Management's Responsibility for the Financial Statements

The Company's Board of Directors is responsible for the matters stated in Section 134(5) of the Companies Act, 2013 ("the Act") with respect to the preparation of these financial Statements that give a true and fair view of the financial position, financial performance and cash flows of the Company in accordance with the accounting principles generally accepted in India, including the Accounting Standards specified under Section 133 of the Act, read with Rule 7 of the Companies (Accounts) Rules, 2014. This responsibility also includes maintenance of adequate accounting records in accordance with the provisions of the Act for safeguarding of the assets of the Company and for preventing and detecting frauds and other irregularities; selection and application of appropriate accounting policies; making judgments and estimates that are reasonable and prudent; and design, implementation and maintenance of adequate internal financial controls, that were operating effectively for ensuring the accuracy and completeness of the accounting records, relevant to the preparation and presentation of the financial statements that give a true and fair view and are free from material misstatement, whether due to fraud or error.

Auditor's Responsibility

Our responsibility is to express an opinion on these financial statements based on our audit.

We have taken into account the provisions of the Act, the accounting and auditing standards and matters which are required to be included in the audit report under the provisions of the Act and the Rules made thereunder.

We conducted our audit in accordance with the Standards on Auditing specified under Section 143(10) of the Act. Those Standards require that we comply with ethical requirements and plan and perform the audit to obtain reasonable assurance about whether the financial statements are free from material misstatement.

An audit involves performing procedures to obtain audit evidence about the amounts and the disclosures in the financial statements. The procedures selected depend on the auditor's judgment, including the assessment of the risks of material misstatement of the financial statements, whether due to fraud or error. In making those risk assessments, the auditor considers internal financial control relevant to the Company's preparation of the financial statements that give a true and fair view in order to design audit procedures that are appropriate in the circumstances, but not for the purpose of expressing an opinion on whether the Company has in place an adequate internal financial controls system over financial reporting and the effectiveness of such controls. An audit also includes evaluating the appropriateness of the accounting policies used and the reasonableness of the accounting estimates made by the Company's Directors, as well as evaluating the overall presentation of the financial statements.

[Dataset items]
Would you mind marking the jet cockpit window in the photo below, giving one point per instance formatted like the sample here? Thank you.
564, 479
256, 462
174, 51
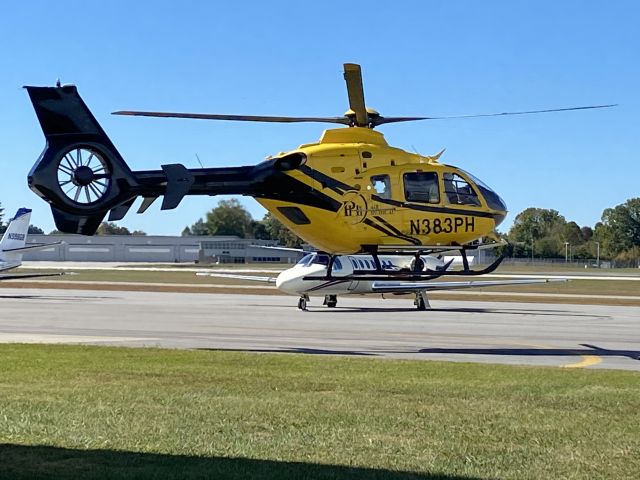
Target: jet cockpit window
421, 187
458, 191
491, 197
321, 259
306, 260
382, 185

---

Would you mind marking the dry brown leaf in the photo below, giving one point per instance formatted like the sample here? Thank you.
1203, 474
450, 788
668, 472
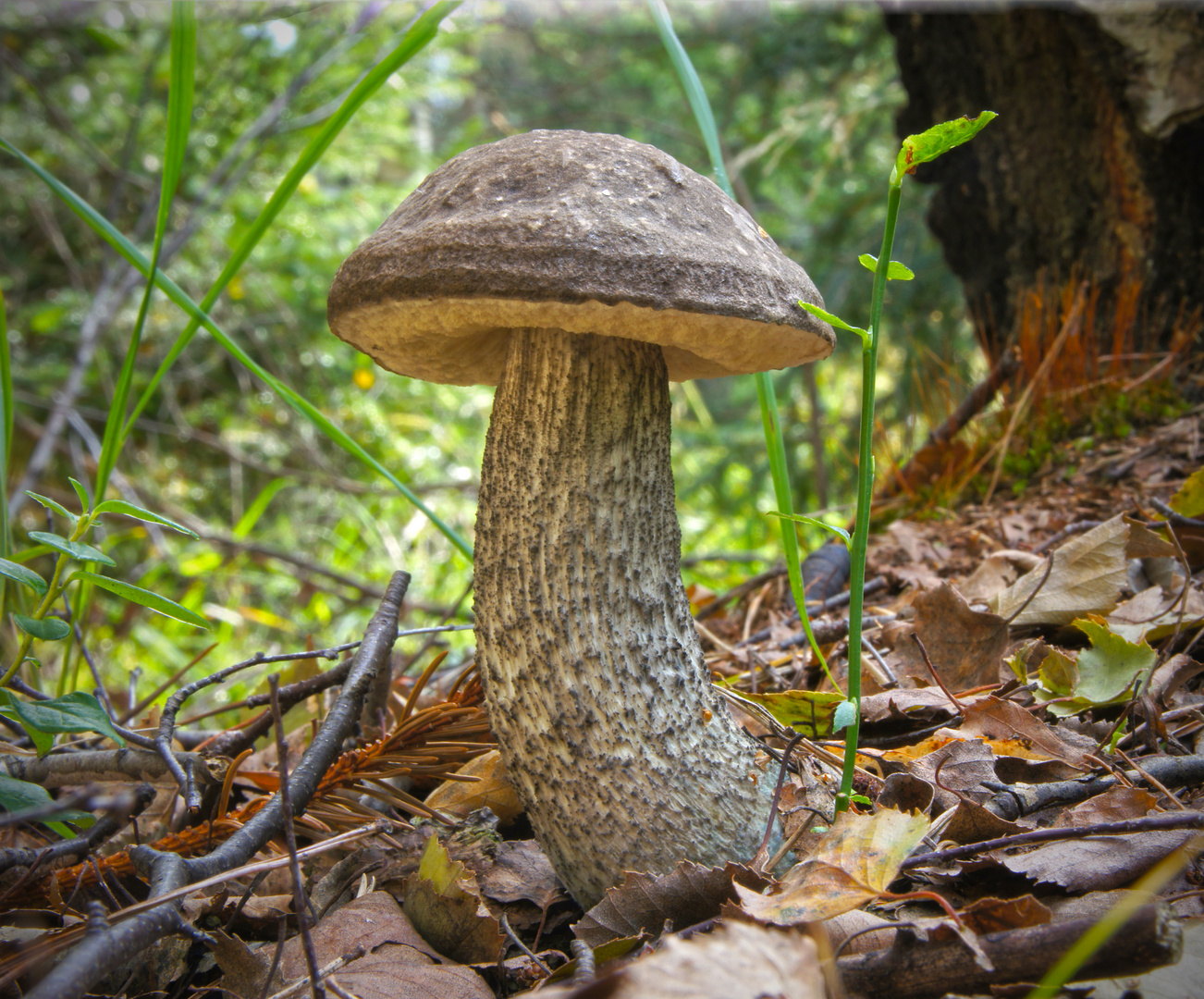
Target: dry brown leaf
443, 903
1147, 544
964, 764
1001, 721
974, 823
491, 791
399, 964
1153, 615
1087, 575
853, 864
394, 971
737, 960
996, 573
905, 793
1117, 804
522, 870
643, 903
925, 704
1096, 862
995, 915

* * *

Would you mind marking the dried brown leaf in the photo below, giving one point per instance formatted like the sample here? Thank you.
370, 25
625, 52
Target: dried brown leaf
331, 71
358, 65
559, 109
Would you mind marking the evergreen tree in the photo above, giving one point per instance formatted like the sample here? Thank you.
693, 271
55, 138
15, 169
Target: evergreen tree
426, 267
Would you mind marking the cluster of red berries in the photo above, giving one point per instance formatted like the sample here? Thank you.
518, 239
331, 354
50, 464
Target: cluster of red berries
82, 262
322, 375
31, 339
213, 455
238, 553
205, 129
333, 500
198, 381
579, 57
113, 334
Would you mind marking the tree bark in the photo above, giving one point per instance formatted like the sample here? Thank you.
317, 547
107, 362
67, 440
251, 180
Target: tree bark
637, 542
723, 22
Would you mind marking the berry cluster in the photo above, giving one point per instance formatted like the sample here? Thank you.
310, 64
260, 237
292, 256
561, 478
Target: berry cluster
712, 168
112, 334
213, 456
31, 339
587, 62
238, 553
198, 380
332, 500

### The tasks
a) Retype the audit report passage word for word, between "We conducted our" and "from material misstatement.", inclusive.
b) According to the audit report passage, under which section of the Act are the Standards on Auditing specified?
c) Please carry on the audit report passage from the point where it stops.

### Answers in order
a)
We conducted our audit in accordance with the Standards on Auditing specified under Section 143(10) of the Act. Those Standards require that we comply with ethical requirements and plan and perform the audit to obtain reasonable assurance about whether the financial statements are free from material misstatement.

b) Section 143(10) of the Companies Act, 2013.

c)
We believe that the audit evidence we have obtained is sufficient and appropriate to provide a basis for our audit opinion on the financial statements.

Basis for qualified opinion:

As explained in note no. 18 the accounts have been prepared on the going concern basis. The company's business operations have been discontinued and the losses have exceeded the 50% of the net worth.

Opinion

In our opinion and to the best of our information and according to the explanations given to us, except for the effects of the matter described in the basis for qualified opinion paragraph above, the aforesaid financial statements gives the information required by the Act in the manner so required and gives a true and fair view in conformity with the accounting principles generally accepted in India, of the state of affairs of the Company as at 31st March, 2015, and its loss and its cash flows for the year ended on that date.

Report on Other Legal and Regulatory Requirements

1 As required by Companies (Auditors Report) Order 2015 issued by Central Government of India in terms of sub section 11 of section 143 of the Act, we give in the Annexure a statement on the matters specified in paragraphs 3 and 4 of the order

2 As required by Section 143 (3) of the Act, we report that:

(a) We have sought and obtained all the information and explanations which to the best of our knowledge and belief were necessary for the purposes of our audit.

(b) In our opinion, proper books of account as required by law have been kept by the Company so far as it appears from our examination of those books.

(c) The Balance Sheet, the Statement of Profit and Loss, and the Cash Flow Statement dealt with by this Report are in agreement with the books of account.

(d) In our opinion, the aforesaid financial statements comply with the Accounting Standards specified under Section 133 of the Act, read with Rule 7 of the Companies (Accounts) Rules, 2014.

(e) In the absence of the written representations received from the directors as on 31st March, 2015, we are unable to report whether any of the director is prima facie disqualified as on 31st March, 2015 from being appointed as a director in terms of Section 164 (2) of the Act.

(f) With respect to the other matters to be included in the Auditor's Report in accordance with Rule 11 of the Companies (Audit and Auditors) Rules, 2014, in our opinion and to the best of our information and according to the explanations given to us:

i. The Company has not evaluated the impact of pending litigations on its financial position in its financial statements.

ii The Company did not have any long-term contracts including derivative contracts for which there were any material foreseeable losses;

iii. There has been a delay in transferring amount of Rs 81,927 which is required to be transferred to the Investor Education and Protection Fund by the Company

Annexure to the Independent Auditor's Report

(Referred to in paragraph 1 under 'Report on other legal and Regulatory requirements' section of our report of even date)

(i) a. The Company has not maintained proper records showing full particulars, including quantitative details and situation of fixed assets;

b. As informed fixed assets have not been physically verified by the management during the year, and hence we are unable to comment on the discrepancies, if any.

(ii) a. Due to suspension of business at the factory, the management could not conduct physical verification of inventory during the year.

b. The management has not conducted physical verification of inventory, hence we are unable to comment on the procedure of physical verification of inventory.

c. Due to suspension of business at the factory, the management could not conduct physical verification of inventory during the year. Hence, we are unable to comment on the maintenance of proper records and discrepancies between physical and book records.

(iii) The Company has not granted any loans, secured or unsecured to companies, firms or other parties covered in the register maintained under section 189 of the Companies Act. Accordingly, the provisions of clause 3(iii)(a) and (b) of the Order are not applicable to the Company.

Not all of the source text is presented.